**Given passage**
## Begin

In the 26th Century, Dr Dyson Ido (Christoph Waltz) discovers the intact head of a cyborg in the scrapheap of Iron City, a slum that exits below Zalem, the floating city. After repairing the cyborg and giving her a new body, our hero Alita (Rosa Salazar) is born and must discover who she really is and where she comes from. Throughout her journey, she comes face to face with a batch of hunter-warriors, the devastatingly powerful Grewishka (Jackie Earle Haley), and love interest Hugo (Keean Johnson) in her attempt to reclaim her identity.
Based on the original 1990’s manga by Yukito Kishiro, directed by Robert Rodriguez and co-written and produced by film legend James Cameron, Alita: Battle Angel is a sci-fi blockbuster treat. It has long been fact that western adaptations of eastern material (more specifically Japanese manga) have never quite hit the mark; from the casting debacle of 2017’s Ghost in the Shell to the letdown of Netflix’s Death Note that same year, so you won’t be surprised by people's trepidation going into Battle Angel, but it must be said that this is easily the most faithful manga adaptation to date - and that may be down to the fact that it’s been twenty years in the making. Cameron first acquired the rights to the film in 1999 and had penned a script before shifting focus to creating Avatar. Since then, the film had been in limbo until Rodriguez signed on to direct, and we are so thankful that time, care and attention to detail were spent creating this visual delight.

## End

**Exercises**
[a] Decide whether each statement agrees with the review of Alita: Battle Angel, answering yes or no and quoting the words of the review that settle it: (i) James Cameron obtained the film rights in 1999; (ii) Robert Rodriguez wrote the original manga; (iii) the reviewer judges the film to be the most faithful manga adaptation so far.
[b] Carry on the review of Alita: Battle Angel, starting after its final sentence.
The material that comes after this review was drawn from a separate source.

**Material provided**
## Begin

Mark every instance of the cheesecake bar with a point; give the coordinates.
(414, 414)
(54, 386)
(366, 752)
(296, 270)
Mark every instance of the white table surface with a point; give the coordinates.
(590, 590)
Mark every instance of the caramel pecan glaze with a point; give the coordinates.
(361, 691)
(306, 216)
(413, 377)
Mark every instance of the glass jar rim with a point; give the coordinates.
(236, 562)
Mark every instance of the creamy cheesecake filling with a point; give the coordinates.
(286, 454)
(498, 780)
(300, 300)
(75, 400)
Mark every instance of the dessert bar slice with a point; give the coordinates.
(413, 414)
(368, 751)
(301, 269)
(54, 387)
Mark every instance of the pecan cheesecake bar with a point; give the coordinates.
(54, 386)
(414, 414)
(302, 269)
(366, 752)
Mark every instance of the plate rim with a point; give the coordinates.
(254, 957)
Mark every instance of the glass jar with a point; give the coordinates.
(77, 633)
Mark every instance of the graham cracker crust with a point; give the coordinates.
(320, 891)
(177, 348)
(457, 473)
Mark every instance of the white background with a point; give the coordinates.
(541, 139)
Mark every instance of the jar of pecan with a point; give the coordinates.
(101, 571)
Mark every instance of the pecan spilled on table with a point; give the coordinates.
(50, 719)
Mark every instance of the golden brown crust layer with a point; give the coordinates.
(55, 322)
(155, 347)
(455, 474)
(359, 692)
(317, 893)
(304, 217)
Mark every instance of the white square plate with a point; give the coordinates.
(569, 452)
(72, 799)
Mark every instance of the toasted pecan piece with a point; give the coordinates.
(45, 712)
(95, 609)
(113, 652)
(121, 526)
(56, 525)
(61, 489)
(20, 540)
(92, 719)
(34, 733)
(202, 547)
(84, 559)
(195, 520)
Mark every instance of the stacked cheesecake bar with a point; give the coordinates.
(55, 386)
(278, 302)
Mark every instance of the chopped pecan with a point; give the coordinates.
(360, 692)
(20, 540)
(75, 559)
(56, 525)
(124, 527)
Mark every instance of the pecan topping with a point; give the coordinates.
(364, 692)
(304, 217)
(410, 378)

## End

**The answers**
[a]
(i) Yes: "Cameron first acquired the rights to the film in 1999"
(ii) No: "Based on the original 1990’s manga by Yukito Kishiro"
(iii) Yes: "this is easily the most faithful manga adaptation to date"

[b]
With advancements in CGI technology and motion capture, it was possible to create a true version of Alita, although it’s not just the CGI that makes this character. That falls to Rosa Salazar who, even though her entire face is CG, gives an incredible portrayal that is one the of the most human performances we have ever seen. As the audience, we are welcomed into this post-apocalyptic world in a similar vein to the way Alita does - confused and innocent, not knowing who she is or where she came from. That is one of the main reasons why this film works - a story like this hits a lot of the same beats that we have seen before (which for some is a major downside), but Battle Angel adds a very human story to a cyborg that a lot of people can relate to.
While Rosa is the true star of the show, her supporting cast are strong as well. Christoph Waltz as Dr. Ido oozes a powerful parental performance, and his scenes with Alita allow us to slow down between the high adrenaline action to remind us where the heart of the story lies - in their relationship. He feels an instant connection to Alita and, after his troubled past, doesn’t want her to make the mistakes that he has made. Newcomer Keean Johnson as Hugo does a great job of being not only the love interest for Alita but also a gateway for her to truly understand what it is to be human.
The film is a beautiful assault on your eyes as the CGI teams at WETA Digital, DNEG and Framestore have shown exactly why Cameron was right to hold off for this long (we understand that some of that delay was not entirely him). Back when the first trailer dropped, audiences who were not familiar with the source material were instantly put off by Alita’s eyes, but, in order to be as close to the original manga, this had to be the case. The final product is absolutely breathtaking. Her facial expressions are so lifelike that you instantly forget that it’s not real. Furthermore, her foes and allies (especially Grewishka and Ed Skrien's angsty hunter warrior Zapan) are masterfully crafted and loyal to their paper counterparts.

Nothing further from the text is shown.